Work to complete:
Print all of the data below verbatim, omitting the pictures.

The records:

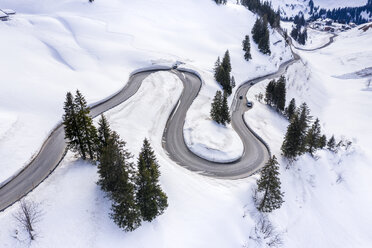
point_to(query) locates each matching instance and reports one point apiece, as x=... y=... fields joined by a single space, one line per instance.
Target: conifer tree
x=304 y=120
x=222 y=72
x=269 y=185
x=313 y=138
x=115 y=178
x=233 y=84
x=292 y=140
x=226 y=62
x=291 y=109
x=152 y=201
x=280 y=94
x=216 y=69
x=114 y=158
x=85 y=123
x=247 y=48
x=257 y=30
x=331 y=145
x=72 y=129
x=322 y=141
x=225 y=114
x=216 y=107
x=270 y=91
x=104 y=133
x=264 y=42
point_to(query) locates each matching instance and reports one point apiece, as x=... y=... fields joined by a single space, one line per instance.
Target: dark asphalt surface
x=255 y=152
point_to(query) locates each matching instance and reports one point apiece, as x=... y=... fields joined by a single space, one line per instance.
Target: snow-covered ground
x=76 y=212
x=315 y=38
x=327 y=199
x=53 y=47
x=57 y=46
x=290 y=8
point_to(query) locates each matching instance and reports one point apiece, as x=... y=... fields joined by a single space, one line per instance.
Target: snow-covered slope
x=290 y=8
x=51 y=47
x=327 y=199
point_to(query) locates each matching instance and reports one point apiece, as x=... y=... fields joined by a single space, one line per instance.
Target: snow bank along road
x=54 y=148
x=255 y=153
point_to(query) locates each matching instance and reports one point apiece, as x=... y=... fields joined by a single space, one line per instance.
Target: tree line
x=275 y=94
x=299 y=31
x=220 y=1
x=220 y=109
x=134 y=190
x=263 y=9
x=346 y=14
x=261 y=35
x=222 y=73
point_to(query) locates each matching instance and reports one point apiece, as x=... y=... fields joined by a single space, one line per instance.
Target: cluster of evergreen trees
x=299 y=32
x=135 y=191
x=222 y=72
x=302 y=136
x=275 y=94
x=261 y=35
x=220 y=109
x=346 y=14
x=220 y=1
x=269 y=187
x=247 y=48
x=263 y=9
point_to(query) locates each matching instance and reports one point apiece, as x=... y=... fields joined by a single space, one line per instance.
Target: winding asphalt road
x=256 y=152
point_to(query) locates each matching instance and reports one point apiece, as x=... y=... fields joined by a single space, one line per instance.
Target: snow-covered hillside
x=327 y=199
x=290 y=8
x=54 y=46
x=57 y=46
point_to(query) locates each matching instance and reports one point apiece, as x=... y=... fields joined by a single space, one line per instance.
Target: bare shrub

Response to this exercise:
point_to(query) locates each matching instance and reports one point apiece, as x=... y=... fields joined by a single space, one line per instance.
Target: conifer tree
x=304 y=120
x=222 y=72
x=269 y=185
x=313 y=138
x=115 y=178
x=233 y=84
x=292 y=140
x=226 y=62
x=291 y=109
x=152 y=201
x=280 y=94
x=216 y=69
x=114 y=158
x=85 y=123
x=247 y=48
x=257 y=30
x=331 y=145
x=72 y=129
x=322 y=141
x=225 y=114
x=216 y=107
x=270 y=91
x=104 y=133
x=264 y=42
point_to(query) locates each matching instance and reports one point apiece, as x=... y=... fields joined by a single space, one line per instance.
Target: dark asphalt surface
x=255 y=152
point_to(query) locates each matching instance and reports one point apiece, as x=... y=... fields joined by a single space, one line per instance.
Target: snow-covered ground
x=76 y=212
x=315 y=38
x=327 y=199
x=53 y=47
x=57 y=46
x=290 y=8
point_to(query) locates each matching instance and reports one point apiece, as x=... y=... fields joined by a single space, one line per instance.
Target: snow-covered slope
x=290 y=8
x=51 y=47
x=327 y=199
point_to(query) locates each matching instance and reports one point apiece, as x=... y=... fields joined by a single space, one line per instance.
Target: snow bank along road
x=54 y=148
x=255 y=153
point_to(query) locates each matching instance and reports one point apiece, as x=... y=... fields joined by a single space, one line per instance.
Target: tree line
x=275 y=94
x=299 y=31
x=220 y=1
x=220 y=109
x=134 y=190
x=263 y=9
x=346 y=14
x=261 y=35
x=222 y=73
point_to(query) locates each matching instance and reports one point apiece, as x=... y=... fields joined by a single space, one line per instance.
Target: cluster of evergreen trees
x=299 y=32
x=135 y=191
x=222 y=72
x=302 y=136
x=275 y=94
x=261 y=35
x=220 y=109
x=346 y=14
x=220 y=1
x=269 y=187
x=247 y=48
x=263 y=9
point_to(query) locates each matching instance and reports one point apiece, as x=... y=... fields joined by a single space, one line per instance.
Target: winding asphalt road
x=256 y=152
point_to(query) locates each matching instance and reports one point apiece, as x=... y=... fields joined by a single space, one line per instance.
Target: snow-covered hillside
x=327 y=199
x=290 y=8
x=54 y=46
x=57 y=46
point_to(query) locates each matching instance and reports one point apiece, as x=... y=... fields joined by a single space, one line per instance.
Target: bare shrub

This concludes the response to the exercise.